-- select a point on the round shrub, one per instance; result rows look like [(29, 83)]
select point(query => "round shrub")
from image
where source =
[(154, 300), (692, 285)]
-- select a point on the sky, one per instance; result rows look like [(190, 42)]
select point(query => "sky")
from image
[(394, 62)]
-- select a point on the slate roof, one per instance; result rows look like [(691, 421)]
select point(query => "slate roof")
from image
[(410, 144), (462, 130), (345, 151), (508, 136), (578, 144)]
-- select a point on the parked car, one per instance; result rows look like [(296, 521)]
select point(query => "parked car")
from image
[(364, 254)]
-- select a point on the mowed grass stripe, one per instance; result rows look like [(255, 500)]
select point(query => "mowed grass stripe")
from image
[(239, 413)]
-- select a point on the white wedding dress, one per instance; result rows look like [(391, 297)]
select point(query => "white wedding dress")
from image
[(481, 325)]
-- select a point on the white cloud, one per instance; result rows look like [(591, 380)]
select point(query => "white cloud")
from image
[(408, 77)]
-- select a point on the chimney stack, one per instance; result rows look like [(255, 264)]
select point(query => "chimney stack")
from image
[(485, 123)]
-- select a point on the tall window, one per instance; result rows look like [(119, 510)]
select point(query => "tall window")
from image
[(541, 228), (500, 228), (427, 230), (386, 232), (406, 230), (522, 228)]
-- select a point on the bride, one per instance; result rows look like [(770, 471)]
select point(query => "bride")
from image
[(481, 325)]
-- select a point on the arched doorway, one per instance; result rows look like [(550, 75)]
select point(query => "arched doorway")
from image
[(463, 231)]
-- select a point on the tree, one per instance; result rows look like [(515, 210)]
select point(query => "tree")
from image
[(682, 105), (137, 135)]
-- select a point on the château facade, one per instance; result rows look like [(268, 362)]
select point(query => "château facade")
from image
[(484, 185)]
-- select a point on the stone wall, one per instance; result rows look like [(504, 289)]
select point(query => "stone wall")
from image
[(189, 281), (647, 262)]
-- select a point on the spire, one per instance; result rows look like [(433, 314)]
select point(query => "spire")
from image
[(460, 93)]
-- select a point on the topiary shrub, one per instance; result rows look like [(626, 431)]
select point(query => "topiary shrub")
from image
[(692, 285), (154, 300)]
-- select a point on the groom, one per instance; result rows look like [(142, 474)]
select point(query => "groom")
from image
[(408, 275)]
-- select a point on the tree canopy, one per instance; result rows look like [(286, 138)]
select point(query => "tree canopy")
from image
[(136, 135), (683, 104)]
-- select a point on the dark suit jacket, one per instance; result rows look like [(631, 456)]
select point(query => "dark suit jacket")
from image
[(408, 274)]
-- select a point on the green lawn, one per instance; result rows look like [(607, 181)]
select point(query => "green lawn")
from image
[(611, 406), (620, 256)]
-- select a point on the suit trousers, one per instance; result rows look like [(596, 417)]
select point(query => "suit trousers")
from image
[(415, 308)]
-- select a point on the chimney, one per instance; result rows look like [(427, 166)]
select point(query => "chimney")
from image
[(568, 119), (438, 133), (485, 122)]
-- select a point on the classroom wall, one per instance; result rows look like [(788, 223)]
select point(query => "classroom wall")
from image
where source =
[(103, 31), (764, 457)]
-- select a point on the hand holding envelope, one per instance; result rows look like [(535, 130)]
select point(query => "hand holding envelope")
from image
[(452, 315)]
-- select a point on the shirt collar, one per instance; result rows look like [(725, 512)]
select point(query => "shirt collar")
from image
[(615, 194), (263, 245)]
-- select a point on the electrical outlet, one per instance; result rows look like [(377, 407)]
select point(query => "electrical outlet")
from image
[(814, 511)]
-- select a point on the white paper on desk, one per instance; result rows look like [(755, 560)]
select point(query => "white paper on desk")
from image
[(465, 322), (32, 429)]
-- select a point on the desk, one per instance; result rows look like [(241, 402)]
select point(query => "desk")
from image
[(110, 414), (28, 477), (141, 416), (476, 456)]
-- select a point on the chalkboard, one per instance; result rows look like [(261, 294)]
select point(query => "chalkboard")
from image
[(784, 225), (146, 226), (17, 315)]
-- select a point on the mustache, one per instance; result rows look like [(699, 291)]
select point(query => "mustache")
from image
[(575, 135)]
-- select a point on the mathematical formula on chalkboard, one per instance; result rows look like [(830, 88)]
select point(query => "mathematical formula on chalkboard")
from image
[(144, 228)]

* **Exercise brief**: Return all lines of the material that have "classroom" in them.

* **Solution for this problem**:
-- select a point on the classroom wall, one per instance; result rows look like [(788, 223)]
select point(query => "classroom wall")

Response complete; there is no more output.